## Documentfragment
-=-=-=-=-
Het Hooglied in de canon van het Oude Testament (IV)
„Ik ben zwart, doch lieflijk, gij dochteren van Jeruzalem,. . . ". Wat betekenen deze woorden uit Hoogl. 1:5? Een allegorische uitlegger gebruikt de woorden als springplank om bij het „geestelijke" te komen: de zwartheid is de uiterlijke mismaaktheid van de staat der kerk, de gemeente van Christus is lieflijk overmits zij gezuiverd is door het bloed en de Geest van Christus, de dochters van Jeruzalem zijn alle gelovige kinderen Gods. Aldus de kanttekeningen bij de Statenvertaling. Bij zo'n soort - mooie! - uitleg hoeft de vraag waarom Hooglied in de canon staat, dus in die boeken waarvan wij zeggen: die hebben het over ons te zeggen, niet eens gesteld te worden. Alleen - het stáát er niet. De tekst hééft het niet over de verdorven kerk en de doop en het hemelse Jeruzalem, maar over een meisje dat „zwart" is, d.w.z. door de zon donkerbruin gekleurd (het hebreeuws heeft geen woord voor „bruin"), door de zon verbrand omdat ze altijd zwaar werk heeft moeten verrichten in de wijngaard (1:6). Een meisje, dat tóch „lieflijk", knap is. De blanke teint van de huid gold als bekoorlijk; de stadsmeisjes konden ervoor zorgen dat ze mooi blank bleven, dit plattelandsmeisje niet. En tóch is ze lieflijk!
-=-=-=-=-
## Aangeleverde gegevens
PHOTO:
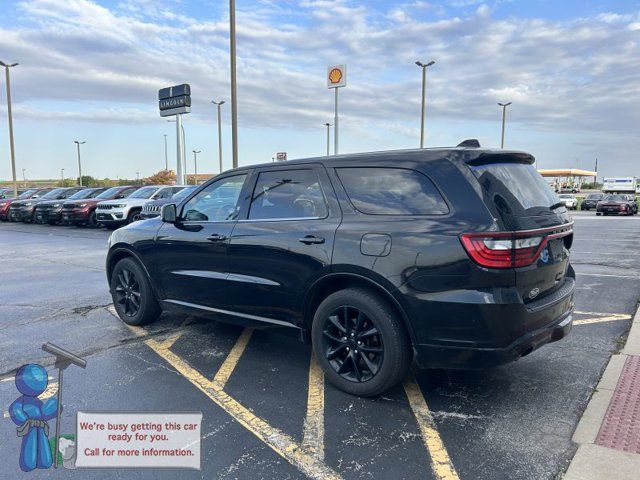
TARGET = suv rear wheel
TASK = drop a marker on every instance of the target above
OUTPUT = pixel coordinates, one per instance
(133, 297)
(360, 343)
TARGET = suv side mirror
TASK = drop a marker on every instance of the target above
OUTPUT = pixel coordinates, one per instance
(169, 214)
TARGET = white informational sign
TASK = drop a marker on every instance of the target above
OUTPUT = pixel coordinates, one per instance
(337, 76)
(138, 440)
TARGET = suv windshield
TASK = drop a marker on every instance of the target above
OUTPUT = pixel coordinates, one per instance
(144, 192)
(82, 194)
(183, 193)
(615, 198)
(516, 189)
(53, 193)
(28, 193)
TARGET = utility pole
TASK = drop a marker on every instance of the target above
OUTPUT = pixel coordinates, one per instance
(166, 155)
(234, 90)
(219, 104)
(11, 144)
(195, 166)
(79, 161)
(328, 125)
(504, 116)
(424, 97)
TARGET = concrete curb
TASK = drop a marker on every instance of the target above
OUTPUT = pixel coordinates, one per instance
(595, 462)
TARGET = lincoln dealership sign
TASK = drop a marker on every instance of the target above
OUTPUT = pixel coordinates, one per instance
(174, 100)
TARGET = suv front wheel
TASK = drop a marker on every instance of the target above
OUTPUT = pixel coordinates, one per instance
(133, 297)
(360, 343)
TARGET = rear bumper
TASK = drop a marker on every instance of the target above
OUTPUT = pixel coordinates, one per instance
(437, 356)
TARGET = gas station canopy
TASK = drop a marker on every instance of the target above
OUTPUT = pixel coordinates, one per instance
(567, 172)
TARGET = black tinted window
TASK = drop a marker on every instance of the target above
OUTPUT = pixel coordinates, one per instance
(516, 188)
(391, 191)
(288, 194)
(217, 202)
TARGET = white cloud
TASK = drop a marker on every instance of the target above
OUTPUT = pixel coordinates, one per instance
(579, 75)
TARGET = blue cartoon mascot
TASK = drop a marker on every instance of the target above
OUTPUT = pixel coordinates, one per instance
(31, 415)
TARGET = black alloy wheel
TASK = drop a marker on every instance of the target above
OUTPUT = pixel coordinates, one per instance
(360, 342)
(127, 292)
(352, 344)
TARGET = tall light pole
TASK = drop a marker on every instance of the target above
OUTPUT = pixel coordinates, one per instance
(504, 116)
(182, 151)
(195, 166)
(328, 125)
(78, 143)
(423, 66)
(13, 152)
(234, 91)
(219, 104)
(166, 155)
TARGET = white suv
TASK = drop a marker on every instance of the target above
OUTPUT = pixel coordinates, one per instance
(113, 213)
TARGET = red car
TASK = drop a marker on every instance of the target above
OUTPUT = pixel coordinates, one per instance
(83, 212)
(6, 202)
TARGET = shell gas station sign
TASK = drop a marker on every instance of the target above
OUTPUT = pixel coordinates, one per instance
(337, 76)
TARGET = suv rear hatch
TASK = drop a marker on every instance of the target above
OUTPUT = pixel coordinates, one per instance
(535, 230)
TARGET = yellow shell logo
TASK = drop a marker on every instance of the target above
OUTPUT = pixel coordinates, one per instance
(335, 75)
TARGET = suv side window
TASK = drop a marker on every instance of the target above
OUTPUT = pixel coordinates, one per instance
(218, 202)
(288, 194)
(391, 191)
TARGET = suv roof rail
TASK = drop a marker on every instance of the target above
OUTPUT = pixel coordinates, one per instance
(470, 143)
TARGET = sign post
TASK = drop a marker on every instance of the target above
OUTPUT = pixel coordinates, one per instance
(336, 78)
(175, 101)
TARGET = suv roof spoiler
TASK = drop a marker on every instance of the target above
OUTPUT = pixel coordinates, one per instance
(469, 143)
(500, 157)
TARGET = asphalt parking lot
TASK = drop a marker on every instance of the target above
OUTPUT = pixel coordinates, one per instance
(267, 411)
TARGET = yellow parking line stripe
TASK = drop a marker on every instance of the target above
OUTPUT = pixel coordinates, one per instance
(441, 464)
(588, 321)
(603, 314)
(278, 441)
(229, 364)
(313, 437)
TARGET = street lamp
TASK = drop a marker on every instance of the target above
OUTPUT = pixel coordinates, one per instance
(234, 91)
(13, 153)
(195, 166)
(328, 125)
(78, 143)
(504, 116)
(423, 66)
(219, 104)
(166, 156)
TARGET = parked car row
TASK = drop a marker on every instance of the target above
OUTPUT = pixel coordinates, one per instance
(92, 207)
(602, 203)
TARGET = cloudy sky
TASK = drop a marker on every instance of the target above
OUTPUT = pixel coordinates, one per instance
(90, 70)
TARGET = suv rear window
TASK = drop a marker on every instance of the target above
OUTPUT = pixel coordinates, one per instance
(391, 191)
(516, 188)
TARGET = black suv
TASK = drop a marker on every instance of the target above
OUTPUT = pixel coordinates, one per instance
(454, 257)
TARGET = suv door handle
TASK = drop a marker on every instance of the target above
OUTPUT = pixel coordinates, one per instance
(217, 238)
(311, 239)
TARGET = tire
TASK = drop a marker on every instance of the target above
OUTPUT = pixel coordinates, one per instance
(133, 297)
(388, 350)
(134, 216)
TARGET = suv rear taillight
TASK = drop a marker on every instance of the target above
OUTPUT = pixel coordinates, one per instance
(510, 249)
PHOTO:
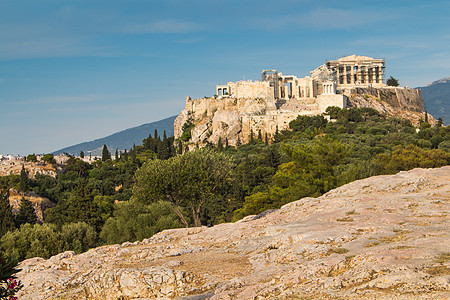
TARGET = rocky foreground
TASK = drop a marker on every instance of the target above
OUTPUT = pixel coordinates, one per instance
(385, 237)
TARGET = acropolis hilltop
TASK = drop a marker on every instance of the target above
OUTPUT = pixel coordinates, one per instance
(269, 104)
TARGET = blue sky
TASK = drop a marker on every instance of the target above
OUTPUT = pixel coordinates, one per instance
(74, 71)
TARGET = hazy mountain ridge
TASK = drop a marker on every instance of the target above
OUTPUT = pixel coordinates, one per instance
(122, 140)
(436, 97)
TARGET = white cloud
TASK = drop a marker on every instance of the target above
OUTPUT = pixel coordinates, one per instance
(322, 18)
(161, 26)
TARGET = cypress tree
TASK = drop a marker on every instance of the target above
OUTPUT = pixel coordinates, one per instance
(26, 214)
(23, 184)
(219, 144)
(105, 153)
(6, 217)
(180, 147)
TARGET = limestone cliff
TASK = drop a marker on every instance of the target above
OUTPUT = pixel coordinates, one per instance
(402, 103)
(233, 118)
(385, 237)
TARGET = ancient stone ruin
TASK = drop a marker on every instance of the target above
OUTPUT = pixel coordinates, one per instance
(239, 108)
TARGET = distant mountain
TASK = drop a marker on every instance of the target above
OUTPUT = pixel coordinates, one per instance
(122, 140)
(436, 97)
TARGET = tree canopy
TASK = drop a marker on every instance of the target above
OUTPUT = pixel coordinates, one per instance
(187, 181)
-=-=-=-=-
## Wat te doen
1/ Waarom is het meisje volgens de tekst over het Hooglied door de zon verbrand?
2/ Breid de tekst over het Hooglied uit door verder te schrijven na de laatste zin.
De gegevens staan los van de tekst over het Hooglied.

## Antwoorden per opdracht
1/ Omdat ze altijd zwaar werk heeft moeten verrichten in de wijngaard.

2/
In het vorige artikel zagen we, dat wel zeer waarschijnlijk de letterlijk-natuurlijke uitleg van Hooglied de meest oorspronkelijke was. Maar al heel snel kwam de allegorische verklaring op, die de letterlijk-natuurlijke uitleg verdrong, soms zelfs „in de ban" deed. Hoe komt dit toch? Waarom was er zó snel al voor het besef van de mensen in de canon géén plaats meer voor een boek waar het over een blanke of bruine huid gaat, over stadsmeisjes en een plattelandsmeisje, over geliefden die elkaar diep in de ogen zien en elkaars schoonheid prijzen (1:16,17)?
De geschiedenis van de exegese van Hooglied mag dan op een theologisch rariteitenkabinet lijken, zoals iemand eens zei, maar in een bepaald opzicht kan ze ook onthullend zijn.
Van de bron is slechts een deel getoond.